● **Required action**: Only the line containing "I would be grateful if you could mark the dark" and the lines after it, through the end of the entries, should be output exactly.

┌──

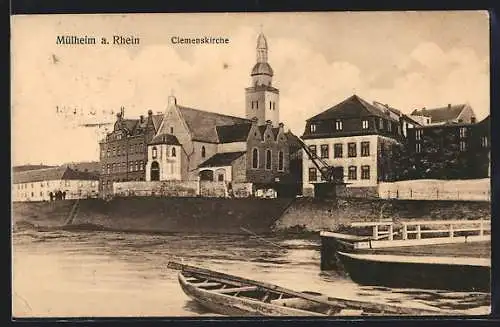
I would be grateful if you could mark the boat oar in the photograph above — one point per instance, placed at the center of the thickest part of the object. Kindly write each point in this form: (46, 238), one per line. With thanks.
(260, 238)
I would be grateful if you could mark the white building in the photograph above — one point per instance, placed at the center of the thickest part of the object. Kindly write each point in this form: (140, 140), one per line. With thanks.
(164, 158)
(36, 185)
(356, 137)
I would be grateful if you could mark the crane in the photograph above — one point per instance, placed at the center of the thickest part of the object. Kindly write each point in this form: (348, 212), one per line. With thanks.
(330, 174)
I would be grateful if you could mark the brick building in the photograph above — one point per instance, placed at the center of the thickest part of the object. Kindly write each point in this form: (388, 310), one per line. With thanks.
(190, 144)
(36, 185)
(123, 152)
(451, 150)
(354, 135)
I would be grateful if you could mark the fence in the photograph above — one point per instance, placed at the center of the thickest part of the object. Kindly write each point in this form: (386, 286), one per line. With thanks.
(454, 190)
(426, 229)
(182, 189)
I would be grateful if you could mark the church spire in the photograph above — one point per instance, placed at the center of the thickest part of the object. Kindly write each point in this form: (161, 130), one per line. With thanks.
(261, 48)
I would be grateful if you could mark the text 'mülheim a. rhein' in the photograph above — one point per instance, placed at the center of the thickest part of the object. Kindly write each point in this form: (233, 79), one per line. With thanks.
(84, 40)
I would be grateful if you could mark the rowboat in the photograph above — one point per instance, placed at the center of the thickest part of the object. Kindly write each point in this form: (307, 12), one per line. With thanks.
(236, 296)
(425, 272)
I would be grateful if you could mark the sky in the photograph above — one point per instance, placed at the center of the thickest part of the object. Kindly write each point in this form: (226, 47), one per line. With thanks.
(408, 60)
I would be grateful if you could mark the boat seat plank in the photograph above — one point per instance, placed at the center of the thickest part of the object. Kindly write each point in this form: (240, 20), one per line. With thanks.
(207, 284)
(237, 289)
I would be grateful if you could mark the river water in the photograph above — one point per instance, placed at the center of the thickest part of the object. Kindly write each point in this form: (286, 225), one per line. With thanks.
(112, 274)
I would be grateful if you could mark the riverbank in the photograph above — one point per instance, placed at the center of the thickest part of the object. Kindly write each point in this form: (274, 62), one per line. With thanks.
(301, 216)
(309, 215)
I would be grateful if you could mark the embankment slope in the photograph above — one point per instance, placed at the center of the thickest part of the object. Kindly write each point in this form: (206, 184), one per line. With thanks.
(308, 214)
(149, 214)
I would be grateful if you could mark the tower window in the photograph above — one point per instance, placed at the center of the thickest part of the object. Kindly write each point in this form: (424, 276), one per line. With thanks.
(365, 172)
(365, 149)
(338, 125)
(463, 146)
(255, 158)
(313, 175)
(280, 161)
(351, 149)
(352, 173)
(268, 159)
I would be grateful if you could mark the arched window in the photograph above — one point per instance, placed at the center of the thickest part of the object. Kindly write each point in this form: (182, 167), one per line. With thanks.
(255, 158)
(268, 159)
(155, 171)
(280, 161)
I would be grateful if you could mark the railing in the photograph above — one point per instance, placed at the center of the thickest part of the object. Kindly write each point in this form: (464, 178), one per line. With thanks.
(385, 229)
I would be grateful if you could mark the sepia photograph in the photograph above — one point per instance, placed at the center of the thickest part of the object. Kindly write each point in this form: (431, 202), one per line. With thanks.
(322, 164)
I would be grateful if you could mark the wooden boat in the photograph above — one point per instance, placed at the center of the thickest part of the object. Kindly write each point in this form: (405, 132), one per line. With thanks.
(236, 296)
(448, 238)
(426, 272)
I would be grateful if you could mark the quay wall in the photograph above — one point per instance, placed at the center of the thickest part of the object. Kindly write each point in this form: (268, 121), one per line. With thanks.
(157, 214)
(313, 215)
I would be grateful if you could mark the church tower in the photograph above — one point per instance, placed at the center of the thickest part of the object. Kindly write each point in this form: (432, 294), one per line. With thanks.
(262, 99)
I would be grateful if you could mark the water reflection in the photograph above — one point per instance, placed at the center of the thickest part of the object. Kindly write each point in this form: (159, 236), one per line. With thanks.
(78, 273)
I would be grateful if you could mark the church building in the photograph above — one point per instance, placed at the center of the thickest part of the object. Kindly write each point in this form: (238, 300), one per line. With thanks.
(193, 144)
(188, 144)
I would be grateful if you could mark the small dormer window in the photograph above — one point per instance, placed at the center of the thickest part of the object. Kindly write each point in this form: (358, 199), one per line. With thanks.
(338, 125)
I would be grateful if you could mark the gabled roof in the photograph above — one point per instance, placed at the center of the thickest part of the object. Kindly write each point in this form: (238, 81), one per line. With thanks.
(157, 119)
(442, 114)
(221, 159)
(352, 107)
(165, 138)
(233, 133)
(49, 174)
(202, 124)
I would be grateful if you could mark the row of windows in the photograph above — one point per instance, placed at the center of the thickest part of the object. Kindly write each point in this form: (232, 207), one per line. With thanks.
(43, 184)
(154, 152)
(461, 144)
(463, 132)
(121, 150)
(268, 162)
(338, 150)
(109, 183)
(255, 105)
(365, 124)
(122, 167)
(352, 173)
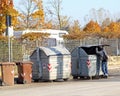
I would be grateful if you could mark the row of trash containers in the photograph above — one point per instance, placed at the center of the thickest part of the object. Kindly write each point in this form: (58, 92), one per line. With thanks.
(8, 72)
(52, 63)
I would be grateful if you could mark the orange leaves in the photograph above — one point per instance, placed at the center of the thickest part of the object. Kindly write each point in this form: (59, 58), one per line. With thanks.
(35, 36)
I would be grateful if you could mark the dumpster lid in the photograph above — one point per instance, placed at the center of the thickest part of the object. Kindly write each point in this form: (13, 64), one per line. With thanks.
(91, 49)
(7, 63)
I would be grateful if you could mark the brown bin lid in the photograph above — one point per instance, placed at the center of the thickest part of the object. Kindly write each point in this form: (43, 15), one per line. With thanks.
(24, 62)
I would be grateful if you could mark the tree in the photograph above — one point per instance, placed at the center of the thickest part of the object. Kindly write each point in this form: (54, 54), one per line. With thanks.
(7, 8)
(54, 10)
(31, 14)
(97, 15)
(75, 32)
(92, 27)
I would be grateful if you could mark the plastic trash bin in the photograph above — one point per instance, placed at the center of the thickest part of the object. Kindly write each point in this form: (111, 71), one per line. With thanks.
(7, 72)
(24, 72)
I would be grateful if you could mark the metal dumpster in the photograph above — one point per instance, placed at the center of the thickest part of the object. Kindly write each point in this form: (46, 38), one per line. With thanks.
(84, 62)
(51, 63)
(24, 72)
(7, 73)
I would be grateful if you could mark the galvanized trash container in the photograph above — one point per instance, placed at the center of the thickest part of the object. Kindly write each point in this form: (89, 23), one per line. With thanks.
(24, 72)
(84, 61)
(51, 63)
(7, 72)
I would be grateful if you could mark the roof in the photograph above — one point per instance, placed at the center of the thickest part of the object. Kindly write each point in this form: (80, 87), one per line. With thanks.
(50, 51)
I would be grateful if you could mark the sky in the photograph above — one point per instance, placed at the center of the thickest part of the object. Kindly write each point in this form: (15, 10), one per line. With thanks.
(78, 9)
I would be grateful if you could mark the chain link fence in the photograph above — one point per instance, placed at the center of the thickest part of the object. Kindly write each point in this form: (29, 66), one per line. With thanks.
(20, 51)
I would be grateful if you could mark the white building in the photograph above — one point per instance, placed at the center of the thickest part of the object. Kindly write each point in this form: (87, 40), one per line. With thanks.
(55, 35)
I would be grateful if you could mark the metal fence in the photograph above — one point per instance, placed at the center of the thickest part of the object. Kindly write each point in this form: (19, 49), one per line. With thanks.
(20, 51)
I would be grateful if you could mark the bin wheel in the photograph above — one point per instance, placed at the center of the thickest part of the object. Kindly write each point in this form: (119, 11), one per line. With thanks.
(36, 80)
(66, 79)
(75, 77)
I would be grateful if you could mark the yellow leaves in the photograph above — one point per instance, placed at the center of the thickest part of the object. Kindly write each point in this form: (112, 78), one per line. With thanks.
(92, 27)
(74, 36)
(34, 36)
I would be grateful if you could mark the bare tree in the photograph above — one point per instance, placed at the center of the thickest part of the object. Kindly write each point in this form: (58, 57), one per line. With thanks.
(55, 12)
(27, 9)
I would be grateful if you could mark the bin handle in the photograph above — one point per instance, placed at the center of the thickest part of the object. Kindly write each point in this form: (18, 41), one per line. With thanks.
(12, 72)
(23, 74)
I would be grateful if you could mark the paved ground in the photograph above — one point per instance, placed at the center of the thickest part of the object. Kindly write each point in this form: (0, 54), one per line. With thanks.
(96, 87)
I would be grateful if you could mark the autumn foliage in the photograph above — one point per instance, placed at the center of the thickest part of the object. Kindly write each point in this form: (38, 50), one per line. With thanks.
(34, 36)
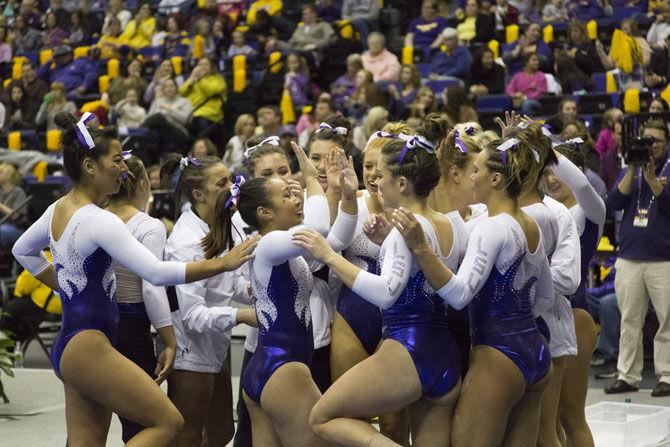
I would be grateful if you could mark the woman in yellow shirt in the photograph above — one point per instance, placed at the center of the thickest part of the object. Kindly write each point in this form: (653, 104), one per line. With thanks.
(206, 89)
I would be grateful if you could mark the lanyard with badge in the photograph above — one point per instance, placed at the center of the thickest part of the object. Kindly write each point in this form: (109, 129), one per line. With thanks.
(641, 219)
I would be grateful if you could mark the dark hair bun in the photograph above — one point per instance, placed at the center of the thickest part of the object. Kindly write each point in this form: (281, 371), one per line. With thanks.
(65, 121)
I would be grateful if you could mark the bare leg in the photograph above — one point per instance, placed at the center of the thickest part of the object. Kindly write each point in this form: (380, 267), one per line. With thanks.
(287, 399)
(385, 382)
(112, 383)
(491, 388)
(576, 384)
(346, 350)
(547, 436)
(192, 394)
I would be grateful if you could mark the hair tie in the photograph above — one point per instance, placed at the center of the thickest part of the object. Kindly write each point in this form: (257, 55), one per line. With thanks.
(338, 130)
(411, 141)
(273, 140)
(235, 191)
(512, 144)
(83, 135)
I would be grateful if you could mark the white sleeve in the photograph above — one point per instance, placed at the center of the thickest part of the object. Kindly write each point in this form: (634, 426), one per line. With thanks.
(155, 298)
(486, 241)
(384, 289)
(28, 248)
(566, 260)
(109, 232)
(586, 195)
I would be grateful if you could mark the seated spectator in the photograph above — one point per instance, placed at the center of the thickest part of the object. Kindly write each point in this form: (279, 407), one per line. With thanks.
(555, 11)
(119, 86)
(239, 46)
(34, 87)
(115, 10)
(53, 35)
(424, 31)
(78, 75)
(130, 113)
(583, 50)
(659, 30)
(345, 85)
(167, 120)
(53, 103)
(528, 86)
(163, 72)
(629, 52)
(379, 61)
(454, 61)
(585, 10)
(477, 25)
(20, 111)
(11, 196)
(607, 147)
(658, 71)
(530, 42)
(425, 103)
(297, 80)
(313, 37)
(206, 89)
(25, 39)
(457, 107)
(487, 77)
(233, 157)
(363, 15)
(410, 82)
(138, 32)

└──

● **Your solution**:
I would be grateful if you could mark the dark hair bun in the photograph above — one point per instance, placed at the center of the thickest part of the object. Kindly write each point in this form: (281, 371), one per line. With thanks.
(65, 121)
I would be grateful if you could mark the bare leg in the photograph above — one point per instance, placed at the center of the thickest part of the object. Kindly write each point in this form: (380, 267), one per line. With thanks.
(287, 399)
(385, 382)
(112, 383)
(491, 388)
(576, 384)
(346, 350)
(547, 436)
(192, 394)
I would be grateful if you could mark the hair tie in the photograph above — one point per instance, placed at the center of the thickest part of the object. Kindly write each point in this form: (257, 55), one per line. With thanks.
(338, 130)
(411, 141)
(273, 140)
(235, 191)
(512, 144)
(83, 135)
I would be grateful if you could mark the white sleeve in the photograph above — one point per instance, placed at the center of the thickest part of the object. Kindly write each point in this form: (634, 426), one per line. With thanks.
(155, 298)
(486, 241)
(384, 289)
(28, 248)
(566, 260)
(109, 232)
(586, 195)
I would be grateful if you could mark the seated spectator in the photograph above — one point per instance, placed at the center of the thickest part of the object. Kindly write each point in this form: (279, 407), one per line. With thanks.
(555, 11)
(119, 86)
(239, 46)
(34, 87)
(115, 10)
(53, 35)
(424, 31)
(78, 75)
(130, 113)
(583, 50)
(659, 30)
(345, 85)
(167, 120)
(53, 103)
(528, 86)
(163, 72)
(629, 52)
(379, 61)
(454, 61)
(585, 10)
(477, 25)
(20, 111)
(11, 196)
(607, 147)
(658, 71)
(530, 42)
(425, 103)
(297, 80)
(313, 37)
(206, 89)
(25, 39)
(457, 107)
(487, 77)
(233, 157)
(363, 15)
(410, 82)
(138, 32)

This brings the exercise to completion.